Given instruction:
Repeat the lines of the records word for word, starting with the line that contains "Can you tell me where the jar" and ending after the line that contains "(221, 266), (510, 417)".

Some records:
· · · · ·

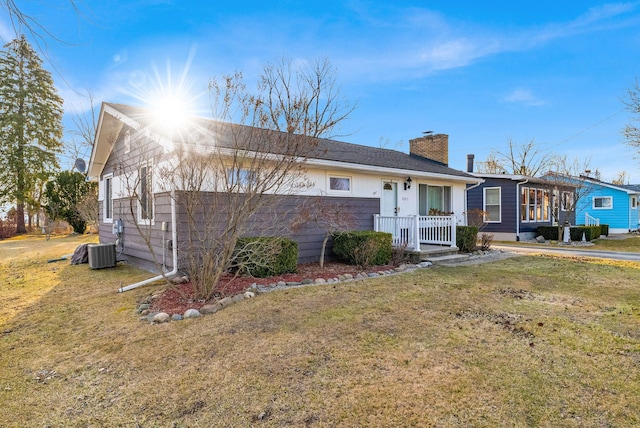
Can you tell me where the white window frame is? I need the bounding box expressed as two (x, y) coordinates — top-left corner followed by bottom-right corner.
(136, 162), (156, 225)
(482, 187), (502, 223)
(327, 174), (353, 194)
(591, 196), (613, 210)
(518, 187), (552, 223)
(102, 174), (113, 223)
(560, 191), (575, 212)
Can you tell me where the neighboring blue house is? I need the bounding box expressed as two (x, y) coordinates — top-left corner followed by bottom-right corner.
(467, 173), (573, 241)
(576, 175), (640, 233)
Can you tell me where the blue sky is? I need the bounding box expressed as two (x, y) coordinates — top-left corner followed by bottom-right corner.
(0, 0), (640, 183)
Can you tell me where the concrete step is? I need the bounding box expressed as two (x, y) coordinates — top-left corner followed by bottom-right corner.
(423, 254), (469, 265)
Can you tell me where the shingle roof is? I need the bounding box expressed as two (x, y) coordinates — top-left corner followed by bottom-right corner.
(106, 103), (477, 181)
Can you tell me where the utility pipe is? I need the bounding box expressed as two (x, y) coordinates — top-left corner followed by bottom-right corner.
(118, 189), (178, 293)
(516, 178), (529, 241)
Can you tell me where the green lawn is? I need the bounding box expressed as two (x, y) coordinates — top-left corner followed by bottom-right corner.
(0, 237), (640, 427)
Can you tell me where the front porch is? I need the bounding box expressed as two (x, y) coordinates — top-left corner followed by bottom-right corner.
(373, 214), (458, 252)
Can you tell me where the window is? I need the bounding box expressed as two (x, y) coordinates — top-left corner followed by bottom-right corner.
(418, 184), (451, 215)
(124, 129), (131, 153)
(520, 187), (551, 222)
(138, 165), (153, 223)
(329, 177), (351, 192)
(227, 168), (257, 190)
(560, 192), (574, 211)
(484, 187), (502, 223)
(593, 196), (613, 210)
(103, 175), (113, 223)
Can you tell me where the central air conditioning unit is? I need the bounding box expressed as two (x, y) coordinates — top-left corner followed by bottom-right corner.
(88, 244), (116, 269)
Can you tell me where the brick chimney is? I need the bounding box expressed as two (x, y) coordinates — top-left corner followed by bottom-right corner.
(409, 134), (449, 166)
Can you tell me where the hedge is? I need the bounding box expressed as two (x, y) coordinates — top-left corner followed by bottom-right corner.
(569, 226), (602, 241)
(232, 236), (298, 278)
(456, 226), (478, 253)
(333, 230), (393, 266)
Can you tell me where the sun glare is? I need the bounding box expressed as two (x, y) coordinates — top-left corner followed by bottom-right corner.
(120, 49), (208, 141)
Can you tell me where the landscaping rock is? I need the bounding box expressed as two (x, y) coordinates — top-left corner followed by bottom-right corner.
(171, 276), (189, 285)
(151, 312), (171, 324)
(200, 303), (222, 315)
(231, 294), (244, 303)
(184, 309), (202, 319)
(218, 297), (233, 307)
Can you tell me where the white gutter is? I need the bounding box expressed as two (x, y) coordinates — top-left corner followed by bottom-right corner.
(118, 189), (178, 293)
(516, 179), (528, 241)
(464, 180), (485, 226)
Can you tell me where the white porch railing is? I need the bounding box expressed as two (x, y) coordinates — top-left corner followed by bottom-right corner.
(584, 213), (600, 226)
(373, 214), (456, 250)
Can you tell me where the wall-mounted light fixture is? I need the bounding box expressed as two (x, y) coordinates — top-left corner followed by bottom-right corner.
(404, 177), (411, 190)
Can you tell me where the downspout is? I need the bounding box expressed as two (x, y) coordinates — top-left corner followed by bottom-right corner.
(118, 189), (178, 293)
(464, 180), (484, 226)
(516, 179), (528, 241)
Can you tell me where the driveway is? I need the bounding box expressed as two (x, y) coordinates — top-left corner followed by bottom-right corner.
(491, 244), (640, 262)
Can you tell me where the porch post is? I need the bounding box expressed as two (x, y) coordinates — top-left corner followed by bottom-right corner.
(449, 215), (458, 248)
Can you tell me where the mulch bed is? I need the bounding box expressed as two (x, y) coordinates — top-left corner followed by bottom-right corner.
(151, 262), (393, 315)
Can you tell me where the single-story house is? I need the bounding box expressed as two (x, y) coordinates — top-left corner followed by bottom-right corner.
(88, 103), (482, 270)
(576, 175), (640, 233)
(467, 155), (574, 241)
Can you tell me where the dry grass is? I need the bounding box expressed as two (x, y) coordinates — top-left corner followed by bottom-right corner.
(0, 239), (640, 427)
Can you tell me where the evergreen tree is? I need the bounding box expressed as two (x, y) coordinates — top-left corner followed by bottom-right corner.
(0, 36), (62, 233)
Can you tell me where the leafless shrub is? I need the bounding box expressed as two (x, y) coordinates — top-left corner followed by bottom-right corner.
(480, 233), (493, 251)
(353, 239), (378, 269)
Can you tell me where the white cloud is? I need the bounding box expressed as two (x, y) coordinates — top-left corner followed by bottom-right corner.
(502, 88), (546, 107)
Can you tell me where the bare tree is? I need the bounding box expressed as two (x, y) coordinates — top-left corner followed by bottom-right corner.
(478, 138), (556, 177)
(116, 56), (353, 299)
(622, 79), (640, 154)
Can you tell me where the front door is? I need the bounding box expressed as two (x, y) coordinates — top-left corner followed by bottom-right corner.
(380, 181), (398, 217)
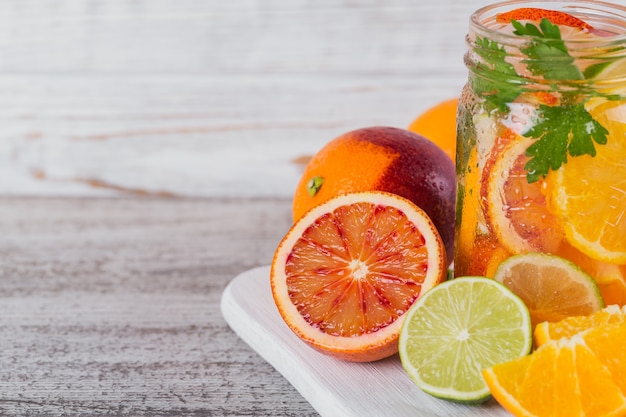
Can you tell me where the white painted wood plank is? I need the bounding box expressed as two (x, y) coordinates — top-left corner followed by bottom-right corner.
(0, 0), (482, 197)
(221, 267), (510, 417)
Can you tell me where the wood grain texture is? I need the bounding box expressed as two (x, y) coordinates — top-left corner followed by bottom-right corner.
(0, 0), (494, 416)
(0, 198), (316, 416)
(0, 0), (484, 197)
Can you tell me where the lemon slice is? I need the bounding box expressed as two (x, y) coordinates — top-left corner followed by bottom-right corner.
(494, 253), (604, 327)
(399, 277), (532, 403)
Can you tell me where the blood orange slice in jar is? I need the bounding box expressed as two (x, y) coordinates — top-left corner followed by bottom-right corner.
(481, 130), (563, 254)
(270, 191), (447, 362)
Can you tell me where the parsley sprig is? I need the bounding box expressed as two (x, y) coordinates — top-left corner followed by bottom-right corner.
(471, 19), (608, 183)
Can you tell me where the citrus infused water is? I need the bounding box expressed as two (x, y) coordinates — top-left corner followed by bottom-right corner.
(454, 1), (626, 305)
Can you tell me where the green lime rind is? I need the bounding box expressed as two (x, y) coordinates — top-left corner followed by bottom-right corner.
(493, 252), (605, 313)
(399, 277), (532, 404)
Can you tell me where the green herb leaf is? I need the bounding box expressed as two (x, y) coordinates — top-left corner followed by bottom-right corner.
(511, 18), (583, 80)
(470, 37), (525, 113)
(524, 103), (609, 183)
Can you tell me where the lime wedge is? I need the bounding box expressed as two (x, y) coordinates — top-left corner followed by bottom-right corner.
(399, 277), (532, 403)
(493, 253), (604, 327)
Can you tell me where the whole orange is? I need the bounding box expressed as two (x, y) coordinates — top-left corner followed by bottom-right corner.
(408, 98), (459, 161)
(293, 126), (456, 265)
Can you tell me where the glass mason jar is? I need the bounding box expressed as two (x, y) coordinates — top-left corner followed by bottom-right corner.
(454, 0), (626, 305)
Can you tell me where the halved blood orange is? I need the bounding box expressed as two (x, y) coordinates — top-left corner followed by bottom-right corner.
(481, 132), (564, 254)
(270, 191), (447, 362)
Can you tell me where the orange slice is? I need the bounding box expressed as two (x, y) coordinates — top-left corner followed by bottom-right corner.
(481, 131), (563, 254)
(496, 7), (593, 30)
(533, 305), (626, 346)
(548, 99), (626, 264)
(483, 324), (626, 417)
(270, 191), (447, 362)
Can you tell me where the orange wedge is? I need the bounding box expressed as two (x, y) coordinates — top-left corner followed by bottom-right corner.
(533, 305), (626, 346)
(483, 324), (626, 417)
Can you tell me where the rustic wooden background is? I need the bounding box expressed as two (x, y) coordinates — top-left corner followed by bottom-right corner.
(0, 0), (486, 416)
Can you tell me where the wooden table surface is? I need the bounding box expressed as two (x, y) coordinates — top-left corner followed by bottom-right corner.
(0, 0), (486, 416)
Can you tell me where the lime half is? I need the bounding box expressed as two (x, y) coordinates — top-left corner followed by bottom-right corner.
(493, 252), (604, 327)
(399, 277), (532, 403)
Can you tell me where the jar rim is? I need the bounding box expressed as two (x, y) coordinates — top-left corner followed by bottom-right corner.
(470, 0), (626, 47)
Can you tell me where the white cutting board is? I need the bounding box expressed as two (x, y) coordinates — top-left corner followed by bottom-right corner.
(221, 266), (510, 417)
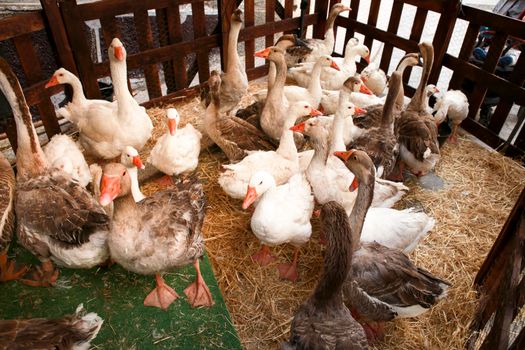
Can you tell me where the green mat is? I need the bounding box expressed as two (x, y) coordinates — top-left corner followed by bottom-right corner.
(0, 246), (242, 350)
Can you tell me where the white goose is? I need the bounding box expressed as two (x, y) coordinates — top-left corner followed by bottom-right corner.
(242, 171), (314, 281)
(44, 135), (91, 187)
(218, 101), (321, 199)
(148, 108), (202, 182)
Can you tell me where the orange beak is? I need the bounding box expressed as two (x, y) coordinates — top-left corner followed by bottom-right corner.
(334, 149), (355, 162)
(113, 46), (124, 61)
(290, 122), (305, 132)
(255, 47), (270, 59)
(359, 83), (374, 95)
(355, 107), (366, 114)
(330, 61), (341, 71)
(310, 108), (323, 116)
(45, 75), (60, 89)
(133, 156), (145, 169)
(168, 119), (177, 136)
(242, 185), (257, 210)
(98, 175), (120, 207)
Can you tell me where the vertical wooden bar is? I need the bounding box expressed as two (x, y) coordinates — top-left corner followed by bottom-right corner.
(449, 22), (480, 90)
(191, 1), (210, 84)
(429, 0), (461, 84)
(60, 0), (101, 98)
(313, 0), (328, 39)
(464, 33), (507, 122)
(40, 0), (78, 76)
(244, 0), (255, 69)
(155, 8), (177, 94)
(364, 0), (381, 49)
(343, 0), (359, 52)
(379, 0), (403, 73)
(167, 4), (190, 90)
(133, 10), (162, 100)
(403, 7), (428, 84)
(488, 55), (525, 134)
(12, 33), (60, 138)
(265, 0), (275, 47)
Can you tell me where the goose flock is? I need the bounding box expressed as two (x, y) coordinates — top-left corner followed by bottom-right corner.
(0, 4), (468, 349)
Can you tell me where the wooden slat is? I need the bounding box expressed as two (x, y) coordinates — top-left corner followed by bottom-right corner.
(244, 0), (255, 69)
(459, 6), (525, 38)
(92, 15), (318, 77)
(403, 7), (428, 84)
(191, 2), (210, 84)
(0, 11), (45, 41)
(73, 0), (204, 21)
(60, 0), (101, 98)
(313, 0), (328, 39)
(449, 22), (480, 90)
(443, 54), (525, 105)
(342, 0), (360, 44)
(12, 34), (60, 138)
(265, 0), (275, 47)
(489, 55), (525, 133)
(428, 0), (461, 84)
(468, 33), (507, 118)
(167, 5), (189, 89)
(364, 0), (381, 54)
(379, 1), (403, 73)
(133, 11), (162, 99)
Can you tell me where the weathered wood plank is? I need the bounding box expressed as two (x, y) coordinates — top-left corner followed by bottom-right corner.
(244, 0), (255, 69)
(12, 34), (60, 138)
(0, 11), (45, 41)
(133, 11), (162, 99)
(379, 1), (403, 73)
(191, 2), (210, 84)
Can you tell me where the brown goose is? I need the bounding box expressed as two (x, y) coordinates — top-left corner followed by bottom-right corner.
(286, 3), (352, 67)
(201, 9), (248, 113)
(100, 163), (213, 310)
(283, 202), (395, 350)
(204, 71), (275, 162)
(348, 53), (421, 129)
(0, 152), (27, 282)
(348, 72), (402, 179)
(0, 59), (109, 286)
(395, 42), (440, 176)
(335, 150), (450, 338)
(0, 304), (104, 350)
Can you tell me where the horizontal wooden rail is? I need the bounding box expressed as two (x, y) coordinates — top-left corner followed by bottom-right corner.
(93, 15), (318, 78)
(0, 11), (45, 41)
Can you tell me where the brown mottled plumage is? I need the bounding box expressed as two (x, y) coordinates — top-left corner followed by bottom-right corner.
(336, 150), (449, 340)
(348, 72), (402, 179)
(0, 60), (109, 286)
(204, 71), (275, 162)
(283, 201), (373, 350)
(0, 304), (104, 350)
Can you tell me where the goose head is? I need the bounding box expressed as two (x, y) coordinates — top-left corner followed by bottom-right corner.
(45, 68), (76, 89)
(343, 76), (373, 95)
(108, 38), (126, 61)
(242, 171), (277, 209)
(255, 46), (284, 63)
(334, 149), (375, 190)
(232, 9), (242, 24)
(318, 55), (341, 71)
(99, 163), (131, 207)
(120, 146), (145, 169)
(167, 108), (180, 136)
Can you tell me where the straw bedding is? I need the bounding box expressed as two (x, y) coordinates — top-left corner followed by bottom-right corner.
(137, 84), (525, 350)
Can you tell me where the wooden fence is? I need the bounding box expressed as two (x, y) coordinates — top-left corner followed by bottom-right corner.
(0, 0), (525, 156)
(467, 189), (525, 350)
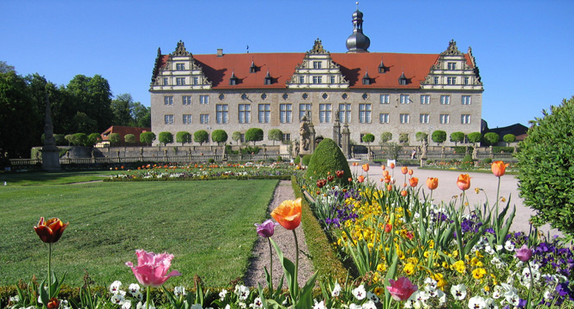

· · · · ·

Task response:
Can you tell me where the jar rim is? I need the bounding box expressed as two (x, y) coordinates — top-left corner followed by bottom-right corner.
(470, 0), (626, 47)
Can you tell me where the white cutting board is? I need the bounding box expressed as two (x, y) coordinates — top-left corner followed by bottom-right corner.
(221, 266), (510, 417)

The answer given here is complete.